Extend the court opinion excerpt below on land surveys and title, picking up right after its final sentence.

--- Excerpt to read ---
--------

See also Stoneroad v. Stoneroad, ante, 158 U. S. 240.
These authorities are decisive upon this question, and in the
nature of things, a survey made by the government must be held
conclusive against any collateral attack in controversies between
individuals. There must be some tribunal to which final
jurisdiction is given in respect to the matter of surveys, and no
other tribunal is so competent to deal with the matter as the Land
Department. None other is named in the statutes. If in every
controversy between neighbors the accuracy of a survey made by the
government was open to question, interminable confusion would
ensue. Take the particular case at bar. If the survey is not
conclusive in favor of the plaintiff, it is not conclusive against
it. So we might have the land grant company bringing suit against
parties all along its borders, claiming that, the survey being
inaccurate, it was entitled to a portion of their lands, and as in
every case the question of fact would rest upon the testimony
therein presented, we should doubtless have a series of
contradictory verdicts, and out of those verdicts, and the
judgments based thereon, a multitude of claims against the United
States for return of money erroneously paid for land not obtained,
or for a readjustment of boundaries so as to secure to the
patentees in some other way the amounts of land they had
purchased.
It may be said that the defendants have the same right to rely
upon the regular surveys that the plaintiff has upon the survey of
this special land grant. This is undoubtedly true,
Page 158 U. S. 259
but the survey is one thing and the title another. If sectional
lines had been run through the entire limits of the Maxwell Grant,
it would not thereby have defeated the grant, or avoided the effect
of the confirmatory act. A survey does not create title; it only
defines boundaries. Conceding the accuracy of a survey is not an
admission of title. So the boundaries of the tract claimed by
defendants may not be open to dispute, but their title depends on
the question whether the United States owned the land when their
ancestor filed his homestead claim thereon. If at that time the
government had no title, it could convey none.

--------

--- Recorded data ---
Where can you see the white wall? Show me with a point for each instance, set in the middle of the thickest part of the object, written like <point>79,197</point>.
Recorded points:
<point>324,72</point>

--------

--- In response ---
It this connection, it may be well to notice a distinction which
interprets some
dicta and decisions found in respect to
the jurisdiction of courts over boundaries. Whether a survey as
originally made is correct or not is one thing, and that, as we
have seen, is a matter committed exclusively to the Land
Department, and over which the courts have no jurisdiction
otherwise than by original proceedings in equity. While on the
other hand, where the lines run by such survey lie on the ground,
and whether any particular tract is on one side or the other of
that line, are questions of fact which are always open to inquiry
in the courts. In the case before us, the offer was not to show
that the land in controversy was one side or other of the line
established by the survey. On the contrary, it was conceded that it
was within the limits of the survey, and the offer was simply to
show that that survey was inaccurate and that the lines should have
been run elsewhere, but this is not a matter for inquiry in this
collateral way in the courts.
There was no error in the ruling of the circuit court, and its
judgment is
Affirmed.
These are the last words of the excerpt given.